# [About this exercise]
The lines below should be written out again in full, exactly as they are.

# [Data records]
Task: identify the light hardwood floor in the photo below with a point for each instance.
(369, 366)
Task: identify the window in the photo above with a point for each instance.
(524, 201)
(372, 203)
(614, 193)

# [Solved problem]
Task: identify the light hardwood floor in the photo below with a point for each instance.
(369, 366)
Task: identify the window in the photo above with a point for each instance.
(524, 201)
(372, 203)
(614, 193)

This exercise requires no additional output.